Entries from a point labeling set
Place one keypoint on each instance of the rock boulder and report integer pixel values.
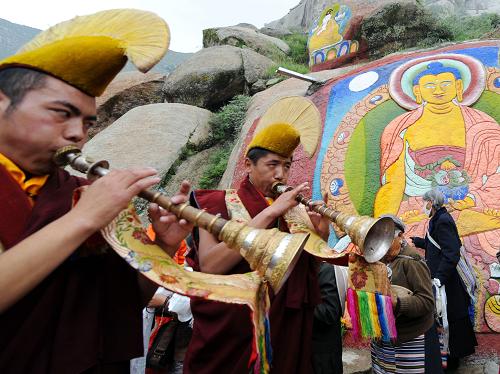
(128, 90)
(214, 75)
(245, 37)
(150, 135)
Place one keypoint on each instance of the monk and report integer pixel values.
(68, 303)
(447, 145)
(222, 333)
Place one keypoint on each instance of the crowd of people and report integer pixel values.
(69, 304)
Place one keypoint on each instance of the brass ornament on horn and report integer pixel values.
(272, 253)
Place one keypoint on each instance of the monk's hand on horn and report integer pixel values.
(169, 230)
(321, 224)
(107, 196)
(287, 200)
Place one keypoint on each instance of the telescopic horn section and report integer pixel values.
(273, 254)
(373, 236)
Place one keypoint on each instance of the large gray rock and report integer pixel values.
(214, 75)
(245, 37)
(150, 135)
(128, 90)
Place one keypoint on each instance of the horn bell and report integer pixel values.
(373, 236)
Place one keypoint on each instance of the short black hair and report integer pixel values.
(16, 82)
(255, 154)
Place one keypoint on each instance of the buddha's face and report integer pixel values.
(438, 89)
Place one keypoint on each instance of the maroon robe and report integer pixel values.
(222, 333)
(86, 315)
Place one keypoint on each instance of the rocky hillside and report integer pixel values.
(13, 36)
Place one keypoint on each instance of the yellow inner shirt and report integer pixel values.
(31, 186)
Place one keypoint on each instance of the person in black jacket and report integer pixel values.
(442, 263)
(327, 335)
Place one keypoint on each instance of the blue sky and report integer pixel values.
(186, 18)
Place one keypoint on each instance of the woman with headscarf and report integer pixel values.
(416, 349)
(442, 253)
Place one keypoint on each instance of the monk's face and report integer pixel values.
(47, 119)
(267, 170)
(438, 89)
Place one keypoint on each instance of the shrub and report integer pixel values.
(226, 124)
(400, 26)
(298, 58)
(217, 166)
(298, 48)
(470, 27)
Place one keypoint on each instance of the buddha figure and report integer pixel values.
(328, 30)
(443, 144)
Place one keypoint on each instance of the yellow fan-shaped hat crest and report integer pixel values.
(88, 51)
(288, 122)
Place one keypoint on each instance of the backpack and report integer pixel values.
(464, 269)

...

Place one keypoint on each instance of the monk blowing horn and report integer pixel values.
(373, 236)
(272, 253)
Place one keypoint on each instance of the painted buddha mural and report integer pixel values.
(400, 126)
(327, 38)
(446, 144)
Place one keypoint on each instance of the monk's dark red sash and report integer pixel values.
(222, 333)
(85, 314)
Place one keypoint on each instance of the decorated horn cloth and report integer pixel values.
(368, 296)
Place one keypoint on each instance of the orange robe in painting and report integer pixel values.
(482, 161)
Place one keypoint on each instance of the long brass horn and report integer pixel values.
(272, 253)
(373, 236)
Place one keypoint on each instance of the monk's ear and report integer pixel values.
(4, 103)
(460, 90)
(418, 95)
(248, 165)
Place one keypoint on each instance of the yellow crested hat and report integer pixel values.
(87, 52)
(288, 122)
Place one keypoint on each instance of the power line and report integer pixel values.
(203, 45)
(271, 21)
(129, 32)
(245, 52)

## Work to be completed
Please gather every line of the entries above that contains the word "buddha".

## Correct answer
Place one keypoint on each instance of the buddha's face and report integer pixel values.
Place one keypoint on each instance of the buddha figure and report integer pixel values.
Place one keypoint on each instance of the painted buddha mural and report integer pixel values.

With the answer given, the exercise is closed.